Mission #12 – #103 Official Record
June 18, 1944 – Bomb Load: (4) 2,000lb. G.P. Bombs
Time of Flight: 4:30
We went after gun emplacements north of Calais, France (Watten).
We did a nice job of it too. We ran into some flak but no fighters.
Mission #13 – #104 Official Record
June 19, 1944 – Bomb Load: (52) 100lb. G.P. Bombs
Time of Flight: 4:30
The buzz bombs (V-1’s) are hitting London pretty bad so
we are assigned to do something about it. The target was launching sites for
the V-1’s at Haute Cote Bachimont, Belgium.
Over the target and bombs away - problem was, half of the
bombs got stuck in the bomb bay. Bombs have a fuse that has a small propeller
on it. With the pins pulled, the prop was allowed to rotate. This, in turn,
allowed the roller bearings to fall out, arming the bomb. These bombs were
stuck where the slip stream hit them, so they were armed. We were flying at
23,000 ft. The bomb bay of a B 24 has a catwalk front to rear, about eight or
nine inches wide. With the bomb doors open, that catwalk was all there was
between us and the ground. We – Ed Cooper, Larry Jorgensen, and I – had a time
untangling the bombs – Very Carefully – and dropping them out one at a
time. We unloaded bombs all the way back to England.

========================

* [TASK INSTRUCTIONS]:
#1 List every geographic place name that appears in the bombing mission log.
#2 Carry on writing the bombing mission log, starting right after its final sentence.

* [DATASET EXTRACT]:
========================

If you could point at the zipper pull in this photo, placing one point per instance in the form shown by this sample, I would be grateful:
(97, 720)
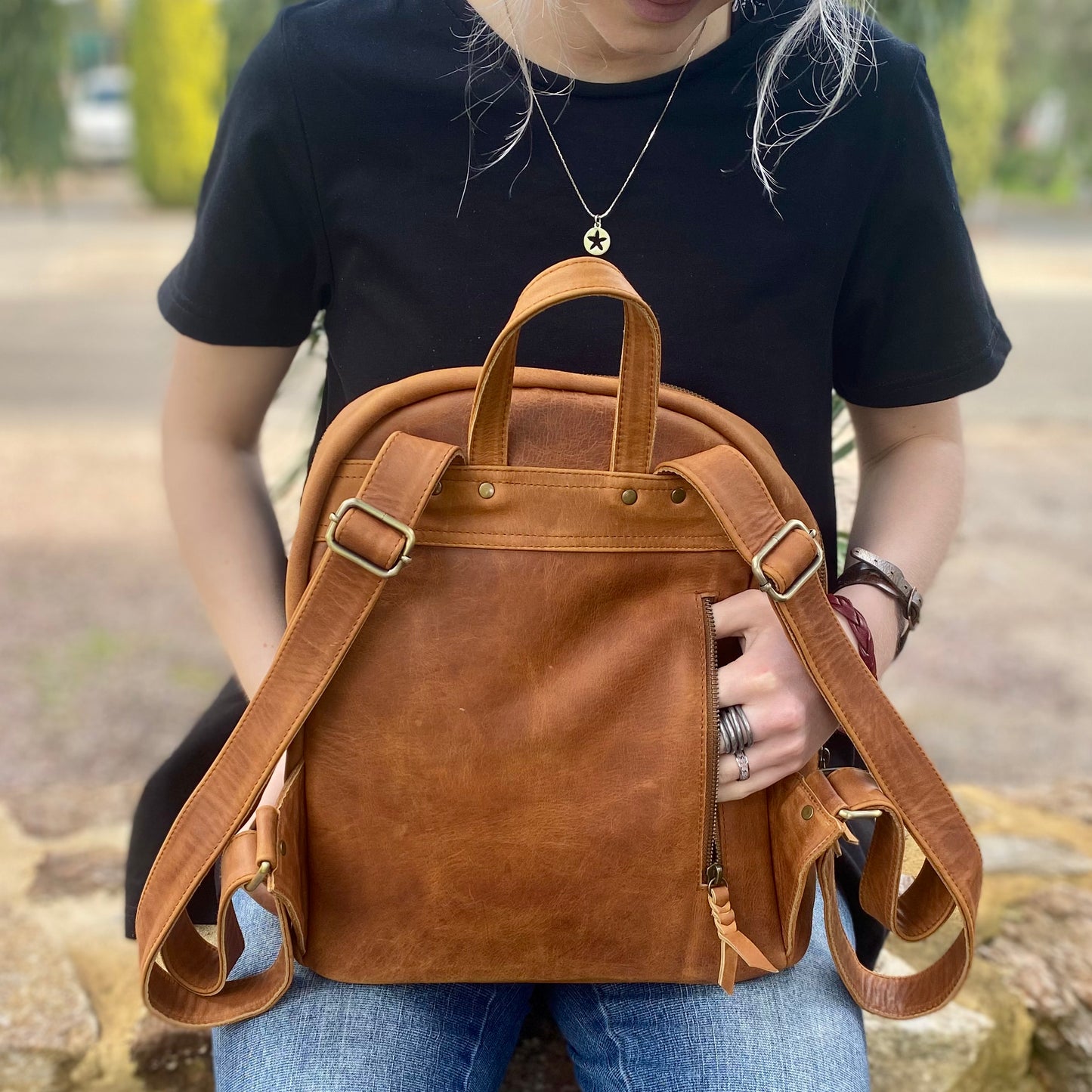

========================

* [ANSWERS]:
#1 Calais, France, Watten, London, Haute Cote Bachimont, Belgium, England

#2
Note: Some of these bombs were jamming the control
cables, giving Skipper a hard time flying the ship.
Mission #14 – #105 Official Record
June 20, 1944 – Bomb Load: (40) 100lb. G.P. Bombs
Time of Flight: 9:20
Today we bombed an oil plant at Politz, Germany – it was
close to the Polish border. We flew out over the North Sea and over Denmark,
then made a turn right to approach the target. When we crossed Denmark, we,
all the bomb groups, about 400 bombers, were attacked by about 200 German
fighters. There were ME-210’s, ME-410’s and ME-109’s. We even had a JU-88 fly
a pursuit curve at us. I shot about half my ammunition at him and he broke
off. I believe the tail turret was firing at him also. We had fighter
protection most of the way, however, fighters at that time flew dual missions.
That is: one group would escort bombers about halfway to the target, then go
to low level strafing missions on the way back to their home base. At this
time, another group of fighters would take the job of escorting the bombers.
They would escort us to the target and out to the Channel. Then they would go
back to France to strafe targets at random before returning to home base. The
fighters that were to escort us to the target were about two minutes late
arriving and that’s all the Germans needed. They jumped us and made one pass.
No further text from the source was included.